*Exercice écrit*. Recopiez l'entretien sur la cybersécurité à partir des mots "Cette intensification des" et jusqu'à "en termes d’effectifs?" inclus, en substituant "glissement" à "basculement".

*Document source*.
▼▼▼

Face à des géants comme Symantec et Kaspersky et face à des entreprises de moindre taille qui ne sont actives que dans le marché de la cybersécurité, quels peuvent être vos atouts?

Il ne s’agit en réalité pas du même marché. Notre vocation est de s’adresser en premier lieu aux grandes entreprises, aux administrations publiques et aux organisations internationales. Sur ce marché stratégique, nous avons des compétences pointues, notamment grâce à nos deux centres spécialisés [appelés Cyber Fusion Centers, ndlr] de Cheseaux (VD) et de Phoenix, en Arizona. Nous sommes un des rares acteurs à fournir une gamme complète de solutions de cybersécurité et pouvons également proposer à nos clients des solutions sur mesure, ceci grâce à la capacité d’innovation du groupe.

Reste que vous devez vous faire un nom sur un marché déjà encombré…

A première vue, le marché semble peut-être encombré, mais nombre de pirates courent toujours et prospèrent. Il y a donc encore une place importante pour notre palette de services, qui s’adresse à ces grands clients: nous assurons une protection permanente contre les tentatives d’intrusion, une veille technologique constante, une aide immédiate lors d’incidents… Notre éventail est complet. Nous venons par exemple, avec notre partenaire Sennheiser, de lancer la marque White Noise, qui sécurise de bout en bout les communications par smartphones. Des multinationales et des gouvernements sont intéressés par de tels services ultra-sécurisés.

Que représente aujourd’hui la division cybersécurité au sein de Kudelski?

En 2017, notre division a plus que doublé sa contribution aux revenus du groupe et réalisé plus de 150 millions de dollars de chiffre d’affaires. Nous comptons plus de 300 spécialistes dans nos deux Cyber Fusion Centers. Notre croissance est rapide et la société, via des investissements conséquents, se donne les moyens de jouer dans la cour des grands.

Cette intensification des investissements dans ce domaine semble accélérer le basculement de Kudelski vers les Etats-Unis. Que pouvez-vous en dire?

Je ne parlerais pas de basculement, mais d’évolution naturelle. Lorsque l’on parle de cybersécurité, le marché est, encore aujourd’hui, avant tout américain. Il y a certes une demande en Europe, mais elle est pour l’heure sans commune mesure avec ce qui se passe aux Etats-Unis, où les besoins sont gigantesques. Nous avons ainsi besoin d’une force de vente très importante en Amérique du Nord, d’où notre présence croissante dans cette région. Par contre, en matière d’innovation et de recherche et développement, la Suisse reste, de façon durable, notre premier centre d’excellence mondial dans le domaine.

Comment cela se traduit-il en termes d’effectifs?

Le groupe Kudelski compte aujourd’hui environ 3900 employés au niveau mondial, dont un peu plus de 800 aux Etats-Unis et environ le même nombre en Suisse. Je pense que ces prochains mois, nous allons continuer à embaucher des spécialistes en cybersécurité et des vendeurs sur sol américain. Si les effectifs ont rapidement progressé aux Etats-Unis, c’est aussi parce que nous y avons acquis plusieurs entreprises spécialisées qui nous permettent d’accélérer notre croissance.

▲▲▲

*Données fournies*.
▼▼▼

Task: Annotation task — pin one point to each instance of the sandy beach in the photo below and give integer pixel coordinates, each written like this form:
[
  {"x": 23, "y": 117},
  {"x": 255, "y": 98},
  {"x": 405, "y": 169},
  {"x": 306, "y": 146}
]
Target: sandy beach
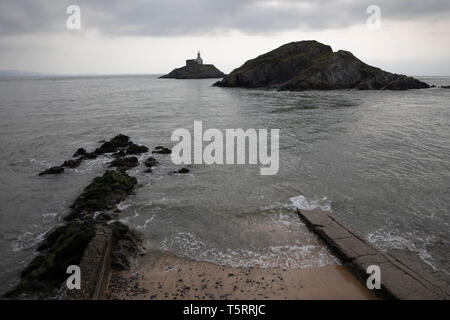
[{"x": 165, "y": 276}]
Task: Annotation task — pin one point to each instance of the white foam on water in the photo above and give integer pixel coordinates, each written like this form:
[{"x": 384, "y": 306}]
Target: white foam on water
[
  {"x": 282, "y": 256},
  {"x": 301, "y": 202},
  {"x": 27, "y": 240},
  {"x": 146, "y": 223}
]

▲▲▲
▼▼▼

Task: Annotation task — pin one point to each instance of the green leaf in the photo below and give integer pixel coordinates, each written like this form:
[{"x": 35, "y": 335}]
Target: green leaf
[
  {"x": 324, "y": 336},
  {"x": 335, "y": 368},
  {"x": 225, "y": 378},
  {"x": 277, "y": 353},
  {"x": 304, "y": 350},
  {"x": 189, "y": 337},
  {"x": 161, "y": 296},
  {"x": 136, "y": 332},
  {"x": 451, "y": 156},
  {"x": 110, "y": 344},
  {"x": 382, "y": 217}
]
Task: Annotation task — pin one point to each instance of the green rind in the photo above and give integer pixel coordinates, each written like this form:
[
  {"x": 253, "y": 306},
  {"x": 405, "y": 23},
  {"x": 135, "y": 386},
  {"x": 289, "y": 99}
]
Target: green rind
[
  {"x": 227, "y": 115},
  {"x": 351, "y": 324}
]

▲▲▲
▼▼▼

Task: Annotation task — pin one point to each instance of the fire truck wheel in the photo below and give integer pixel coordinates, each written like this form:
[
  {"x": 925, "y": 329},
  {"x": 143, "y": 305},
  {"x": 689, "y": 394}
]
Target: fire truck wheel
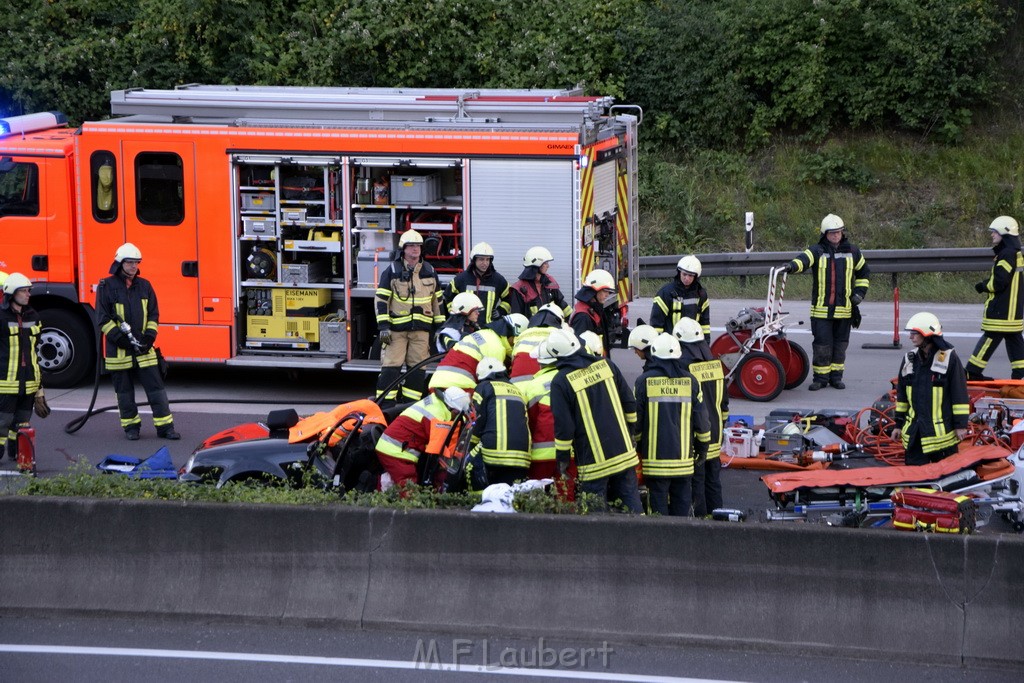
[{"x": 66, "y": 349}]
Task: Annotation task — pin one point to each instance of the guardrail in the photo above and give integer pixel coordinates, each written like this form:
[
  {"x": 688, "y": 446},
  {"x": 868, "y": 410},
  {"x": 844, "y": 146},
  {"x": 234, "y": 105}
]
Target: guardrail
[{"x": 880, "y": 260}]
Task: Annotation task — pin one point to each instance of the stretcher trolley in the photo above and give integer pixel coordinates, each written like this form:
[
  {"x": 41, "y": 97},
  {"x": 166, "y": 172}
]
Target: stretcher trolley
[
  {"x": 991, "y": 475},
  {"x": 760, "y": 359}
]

▲▲▲

*Réponse à l'exercice*.
Cette intensification des investissements dans ce domaine semble accélérer le glissement de Kudelski vers les Etats-Unis. Que pouvez-vous en dire?

Je ne parlerais pas de glissement, mais d’évolution naturelle. Lorsque l’on parle de cybersécurité, le marché est, encore aujourd’hui, avant tout américain. Il y a certes une demande en Europe, mais elle est pour l’heure sans commune mesure avec ce qui se passe aux Etats-Unis, où les besoins sont gigantesques. Nous avons ainsi besoin d’une force de vente très importante en Amérique du Nord, d’où notre présence croissante dans cette région. Par contre, en matière d’innovation et de recherche et développement, la Suisse reste, de façon durable, notre premier centre d’excellence mondial dans le domaine.

Comment cela se traduit-il en termes d’effectifs?